● WRITTEN INSTRUCTION
Copy out word for word the part of the HTTP Public Key Pinning post below between "2015-08-14 00:00:00 +0100" and "the pinned one.", inclusive.

● SOURCE PASSAGE
☆ ☆ ☆ ☆ ☆

Controversial HTTP Public Key Pinning bypass?

2015-08-14 00:00:00 +0100


HTTP Public Key Pinning is now a pretty well established standard, as defined by RFC 7469, with a visible presence among production websites (e.g. python.org). There’s one controversial topic that has been recently raised on a number of forums, including IETF and OWASP, but is little known outside. Essentially, HPKP allows website owners to publicly announce the identifiers of legitimate X.509 certificates used to authenticate their website over TLS. If the identifier doesn’t match, the browser should generate an alert that can be reported to the website’s owner. But this generally true policy has one interesting exception: in reality, not all the violations will be reported even when the actual key doesn’t match the pinned one.

This is what Chromium project has to say on that topic:

Chrome does not perform pin validation when the certificate chain chains up to a private trust anchor. A key result of this policy is that private trust anchors can be used to proxy (or MITM) connections, even to pinned sites. “Data loss prevention” appliances, firewalls, content filters, and malware can use this feature to defeat the protections of key pinning. We deem this acceptable because the proxy or MITM can only be effective if the client machine has already been configured to trust the proxy’s issuing certificate — that is, the client is already under the control of the person who controls the proxy (e.g. the enterprise’s IT administrator). If the client does not trust the private trust anchor, the proxy’s attempt to mediate the connection will fail as it should.

The same is restated in the RFC 7469 Section 2.6:

It is acceptable to allow Pin Validation to be disabled for some Hosts according to local policy. For example, a UA may disable Pin Validation for Pinned Hosts whose validated certificate chain terminates at a user-defined trust anchor, rather than a trust anchor built-in to the UA (or underlying platform).

☆ ☆ ☆ ☆ ☆

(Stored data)
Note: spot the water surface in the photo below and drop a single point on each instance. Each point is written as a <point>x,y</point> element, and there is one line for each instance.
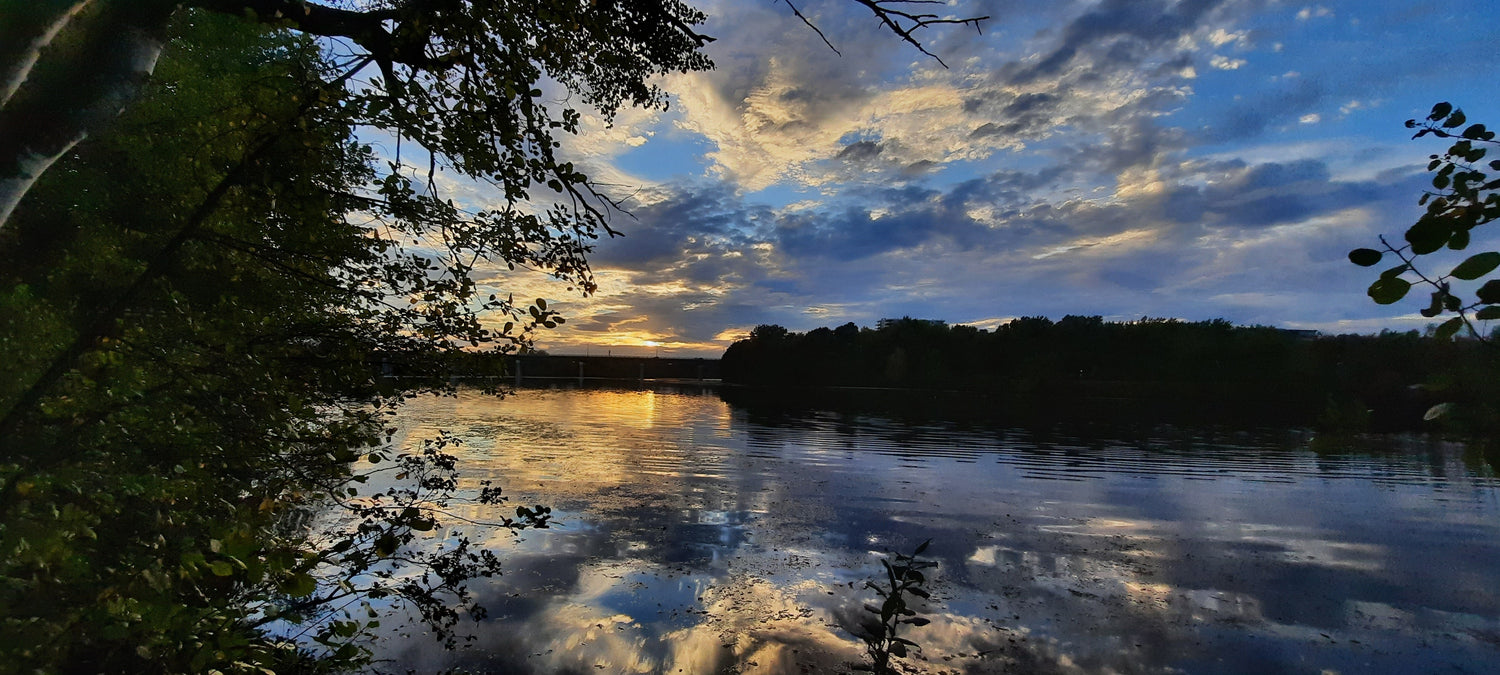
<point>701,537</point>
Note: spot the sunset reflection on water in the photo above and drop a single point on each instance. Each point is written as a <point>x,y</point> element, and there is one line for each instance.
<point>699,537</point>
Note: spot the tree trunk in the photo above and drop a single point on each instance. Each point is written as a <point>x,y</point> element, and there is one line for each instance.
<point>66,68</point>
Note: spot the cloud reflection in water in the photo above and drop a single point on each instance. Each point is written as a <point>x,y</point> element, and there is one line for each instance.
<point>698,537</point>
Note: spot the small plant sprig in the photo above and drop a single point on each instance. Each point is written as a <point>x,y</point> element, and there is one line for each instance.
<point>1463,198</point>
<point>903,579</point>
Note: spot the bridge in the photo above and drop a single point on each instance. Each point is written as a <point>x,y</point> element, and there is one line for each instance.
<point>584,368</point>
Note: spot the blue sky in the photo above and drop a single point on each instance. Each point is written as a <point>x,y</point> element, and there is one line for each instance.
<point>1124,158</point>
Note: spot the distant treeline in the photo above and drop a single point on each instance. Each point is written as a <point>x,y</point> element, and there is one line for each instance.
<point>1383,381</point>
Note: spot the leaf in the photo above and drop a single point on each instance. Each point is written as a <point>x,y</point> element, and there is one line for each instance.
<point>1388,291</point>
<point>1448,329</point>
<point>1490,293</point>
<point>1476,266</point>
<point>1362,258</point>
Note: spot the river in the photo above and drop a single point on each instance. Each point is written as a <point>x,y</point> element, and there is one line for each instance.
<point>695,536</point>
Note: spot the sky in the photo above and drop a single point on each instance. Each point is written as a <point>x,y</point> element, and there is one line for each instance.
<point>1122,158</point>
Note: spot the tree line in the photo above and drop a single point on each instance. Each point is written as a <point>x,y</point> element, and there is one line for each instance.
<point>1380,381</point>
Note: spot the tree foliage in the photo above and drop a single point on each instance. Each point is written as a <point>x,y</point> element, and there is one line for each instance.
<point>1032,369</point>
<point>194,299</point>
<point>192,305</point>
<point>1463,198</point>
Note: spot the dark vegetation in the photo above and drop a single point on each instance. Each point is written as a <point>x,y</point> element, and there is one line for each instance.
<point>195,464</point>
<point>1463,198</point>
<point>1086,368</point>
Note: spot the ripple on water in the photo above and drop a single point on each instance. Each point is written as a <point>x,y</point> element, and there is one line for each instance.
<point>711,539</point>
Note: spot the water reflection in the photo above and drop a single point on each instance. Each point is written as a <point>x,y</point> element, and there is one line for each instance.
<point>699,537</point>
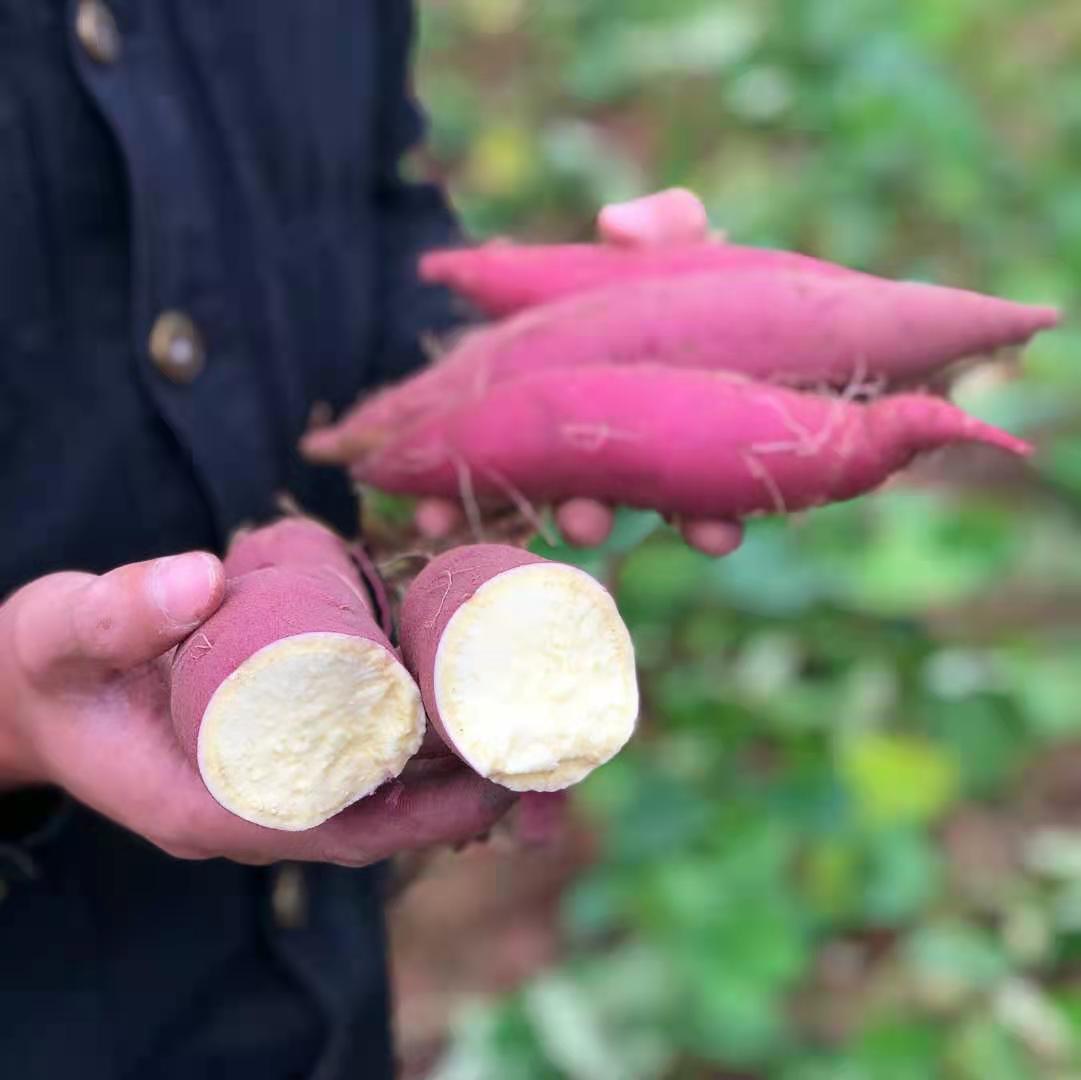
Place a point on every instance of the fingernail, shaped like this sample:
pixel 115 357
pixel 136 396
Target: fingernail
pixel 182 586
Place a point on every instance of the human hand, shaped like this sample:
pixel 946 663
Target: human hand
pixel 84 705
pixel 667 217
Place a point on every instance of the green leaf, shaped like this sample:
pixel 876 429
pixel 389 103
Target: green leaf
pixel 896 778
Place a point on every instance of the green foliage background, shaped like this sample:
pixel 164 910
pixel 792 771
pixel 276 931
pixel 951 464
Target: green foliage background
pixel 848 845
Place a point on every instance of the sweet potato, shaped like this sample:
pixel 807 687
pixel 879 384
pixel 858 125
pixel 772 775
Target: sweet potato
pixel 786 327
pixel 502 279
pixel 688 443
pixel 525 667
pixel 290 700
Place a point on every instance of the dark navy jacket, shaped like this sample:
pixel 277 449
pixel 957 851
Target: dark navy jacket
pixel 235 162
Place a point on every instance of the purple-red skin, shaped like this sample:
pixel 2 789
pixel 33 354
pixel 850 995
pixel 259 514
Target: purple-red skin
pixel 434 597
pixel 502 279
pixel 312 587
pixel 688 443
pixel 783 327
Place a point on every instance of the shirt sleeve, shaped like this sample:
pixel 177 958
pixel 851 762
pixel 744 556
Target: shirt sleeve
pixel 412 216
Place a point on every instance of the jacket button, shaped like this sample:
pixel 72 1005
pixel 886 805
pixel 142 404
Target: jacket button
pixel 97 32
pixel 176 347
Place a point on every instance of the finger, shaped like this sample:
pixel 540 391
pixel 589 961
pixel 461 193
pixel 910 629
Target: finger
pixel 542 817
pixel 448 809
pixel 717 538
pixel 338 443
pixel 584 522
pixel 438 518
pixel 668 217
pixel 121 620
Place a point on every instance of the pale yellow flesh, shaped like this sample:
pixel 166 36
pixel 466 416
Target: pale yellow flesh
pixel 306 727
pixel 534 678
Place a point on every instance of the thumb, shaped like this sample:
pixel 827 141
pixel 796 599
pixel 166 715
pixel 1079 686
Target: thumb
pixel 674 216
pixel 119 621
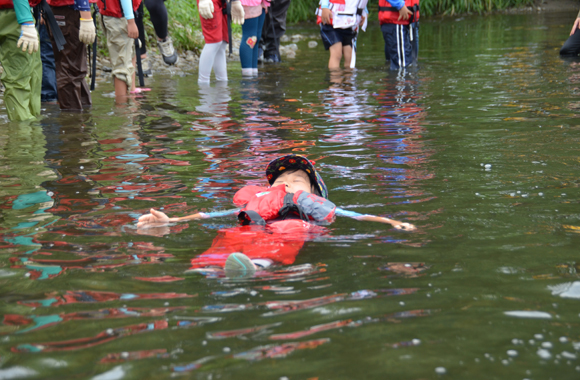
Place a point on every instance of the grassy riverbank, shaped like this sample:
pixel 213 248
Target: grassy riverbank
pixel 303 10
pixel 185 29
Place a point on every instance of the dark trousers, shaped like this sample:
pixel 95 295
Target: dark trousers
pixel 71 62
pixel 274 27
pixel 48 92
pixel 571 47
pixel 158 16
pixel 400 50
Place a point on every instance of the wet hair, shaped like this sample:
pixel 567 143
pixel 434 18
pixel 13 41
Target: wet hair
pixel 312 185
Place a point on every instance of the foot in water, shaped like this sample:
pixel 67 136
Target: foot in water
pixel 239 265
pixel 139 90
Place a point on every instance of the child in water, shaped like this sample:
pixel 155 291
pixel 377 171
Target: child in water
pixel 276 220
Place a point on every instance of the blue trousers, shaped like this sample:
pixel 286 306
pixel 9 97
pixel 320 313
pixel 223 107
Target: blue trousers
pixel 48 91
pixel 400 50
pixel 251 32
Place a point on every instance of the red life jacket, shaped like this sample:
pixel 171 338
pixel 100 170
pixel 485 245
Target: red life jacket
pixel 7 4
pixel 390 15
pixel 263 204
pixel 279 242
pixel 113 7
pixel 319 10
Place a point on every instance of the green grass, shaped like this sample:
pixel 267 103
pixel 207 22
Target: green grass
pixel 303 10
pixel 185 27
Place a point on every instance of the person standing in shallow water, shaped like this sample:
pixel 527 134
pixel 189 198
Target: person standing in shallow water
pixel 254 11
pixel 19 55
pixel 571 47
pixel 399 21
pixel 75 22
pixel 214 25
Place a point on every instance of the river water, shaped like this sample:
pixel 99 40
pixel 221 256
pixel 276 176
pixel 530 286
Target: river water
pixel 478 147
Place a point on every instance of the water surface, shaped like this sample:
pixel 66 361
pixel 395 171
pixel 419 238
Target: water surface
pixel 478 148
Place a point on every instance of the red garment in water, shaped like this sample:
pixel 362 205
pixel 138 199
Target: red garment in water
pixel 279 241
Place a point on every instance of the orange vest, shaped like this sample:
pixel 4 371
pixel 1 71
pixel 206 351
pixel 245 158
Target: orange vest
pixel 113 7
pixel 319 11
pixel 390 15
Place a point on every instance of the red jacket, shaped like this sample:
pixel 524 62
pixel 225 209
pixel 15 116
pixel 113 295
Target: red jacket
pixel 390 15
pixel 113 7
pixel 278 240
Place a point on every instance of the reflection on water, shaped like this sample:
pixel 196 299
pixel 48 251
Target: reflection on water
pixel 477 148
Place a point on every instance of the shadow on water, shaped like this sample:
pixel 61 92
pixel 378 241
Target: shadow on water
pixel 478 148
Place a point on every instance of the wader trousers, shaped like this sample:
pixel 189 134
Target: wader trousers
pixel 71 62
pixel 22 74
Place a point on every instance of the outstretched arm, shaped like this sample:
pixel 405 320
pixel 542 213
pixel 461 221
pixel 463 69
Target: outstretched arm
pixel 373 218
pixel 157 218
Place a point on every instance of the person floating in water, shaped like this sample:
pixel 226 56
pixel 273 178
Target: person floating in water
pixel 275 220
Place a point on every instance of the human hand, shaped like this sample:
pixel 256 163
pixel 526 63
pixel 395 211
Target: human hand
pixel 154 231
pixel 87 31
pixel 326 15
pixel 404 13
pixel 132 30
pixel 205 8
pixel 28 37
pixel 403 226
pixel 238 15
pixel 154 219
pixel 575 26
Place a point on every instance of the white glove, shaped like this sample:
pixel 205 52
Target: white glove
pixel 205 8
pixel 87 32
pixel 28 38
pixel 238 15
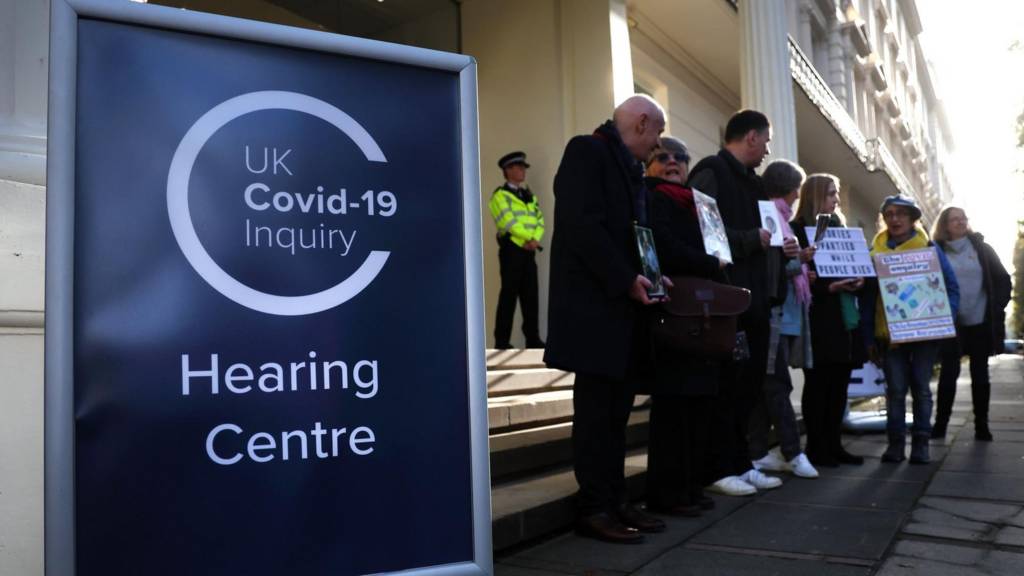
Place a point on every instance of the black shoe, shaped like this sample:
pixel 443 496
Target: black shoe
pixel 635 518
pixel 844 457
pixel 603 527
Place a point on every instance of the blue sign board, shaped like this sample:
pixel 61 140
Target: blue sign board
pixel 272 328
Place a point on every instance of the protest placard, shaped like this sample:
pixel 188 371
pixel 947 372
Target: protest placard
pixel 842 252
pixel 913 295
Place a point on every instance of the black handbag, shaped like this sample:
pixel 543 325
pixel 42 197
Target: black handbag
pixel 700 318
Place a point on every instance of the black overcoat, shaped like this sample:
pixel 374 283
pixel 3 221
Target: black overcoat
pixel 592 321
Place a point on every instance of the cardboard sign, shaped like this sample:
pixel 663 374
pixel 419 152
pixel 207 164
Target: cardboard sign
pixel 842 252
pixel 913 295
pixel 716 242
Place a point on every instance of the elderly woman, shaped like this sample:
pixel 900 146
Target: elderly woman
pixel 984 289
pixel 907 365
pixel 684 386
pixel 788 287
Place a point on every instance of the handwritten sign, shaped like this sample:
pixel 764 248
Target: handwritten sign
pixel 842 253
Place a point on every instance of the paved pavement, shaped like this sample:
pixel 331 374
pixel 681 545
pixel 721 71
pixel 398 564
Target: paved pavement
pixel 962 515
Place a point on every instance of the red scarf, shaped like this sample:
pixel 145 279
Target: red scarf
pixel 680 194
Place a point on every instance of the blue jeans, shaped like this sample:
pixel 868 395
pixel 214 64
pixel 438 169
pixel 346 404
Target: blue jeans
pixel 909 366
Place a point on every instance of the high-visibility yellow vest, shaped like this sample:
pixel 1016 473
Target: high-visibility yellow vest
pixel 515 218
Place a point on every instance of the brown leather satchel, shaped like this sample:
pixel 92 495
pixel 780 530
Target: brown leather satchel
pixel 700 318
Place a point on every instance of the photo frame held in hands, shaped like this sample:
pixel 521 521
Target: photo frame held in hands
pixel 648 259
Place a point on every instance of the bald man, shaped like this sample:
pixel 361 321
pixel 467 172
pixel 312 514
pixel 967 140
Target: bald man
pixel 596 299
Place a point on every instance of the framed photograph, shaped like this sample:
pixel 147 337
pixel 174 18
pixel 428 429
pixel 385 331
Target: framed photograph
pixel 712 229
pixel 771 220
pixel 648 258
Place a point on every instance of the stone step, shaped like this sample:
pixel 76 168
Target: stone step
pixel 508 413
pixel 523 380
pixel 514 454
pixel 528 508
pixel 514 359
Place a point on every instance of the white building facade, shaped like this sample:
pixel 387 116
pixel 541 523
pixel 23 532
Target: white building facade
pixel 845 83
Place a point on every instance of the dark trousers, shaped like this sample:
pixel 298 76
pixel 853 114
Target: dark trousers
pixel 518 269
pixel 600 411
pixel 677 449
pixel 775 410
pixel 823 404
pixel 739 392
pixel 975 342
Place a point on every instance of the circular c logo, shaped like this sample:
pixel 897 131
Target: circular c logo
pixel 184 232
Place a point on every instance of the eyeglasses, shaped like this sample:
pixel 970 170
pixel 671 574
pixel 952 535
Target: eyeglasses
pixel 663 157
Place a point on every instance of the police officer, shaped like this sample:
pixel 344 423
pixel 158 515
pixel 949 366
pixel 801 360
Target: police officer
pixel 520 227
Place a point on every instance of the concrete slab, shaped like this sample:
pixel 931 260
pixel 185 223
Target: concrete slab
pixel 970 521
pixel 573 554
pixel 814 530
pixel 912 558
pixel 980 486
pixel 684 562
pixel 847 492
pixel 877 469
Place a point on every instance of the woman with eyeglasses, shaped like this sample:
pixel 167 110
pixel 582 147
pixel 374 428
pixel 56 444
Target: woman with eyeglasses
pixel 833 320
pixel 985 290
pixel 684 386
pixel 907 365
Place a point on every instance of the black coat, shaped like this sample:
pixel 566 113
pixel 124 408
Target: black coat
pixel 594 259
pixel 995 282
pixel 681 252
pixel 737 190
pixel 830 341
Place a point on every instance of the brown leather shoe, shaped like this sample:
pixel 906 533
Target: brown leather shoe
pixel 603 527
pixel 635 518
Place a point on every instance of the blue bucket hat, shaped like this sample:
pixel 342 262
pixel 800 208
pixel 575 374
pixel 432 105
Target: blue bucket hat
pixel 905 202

☆ ☆ ☆ ☆ ☆

● ANSWER TO THE PROBLEM
2015-08-14 00:00:00 +0100


HTTP Public Key Pinning is now a pretty well established standard, as defined by RFC 7469, with a visible presence among production websites (e.g. python.org). There’s one controversial topic that has been recently raised on a number of forums, including IETF and OWASP, but is little known outside. Essentially, HPKP allows website owners to publicly announce the identifiers of legitimate X.509 certificates used to authenticate their website over TLS. If the identifier doesn’t match, the browser should generate an alert that can be reported to the website’s owner. But this generally true policy has one interesting exception: in reality, not all the violations will be reported even when the actual key doesn’t match the pinned one.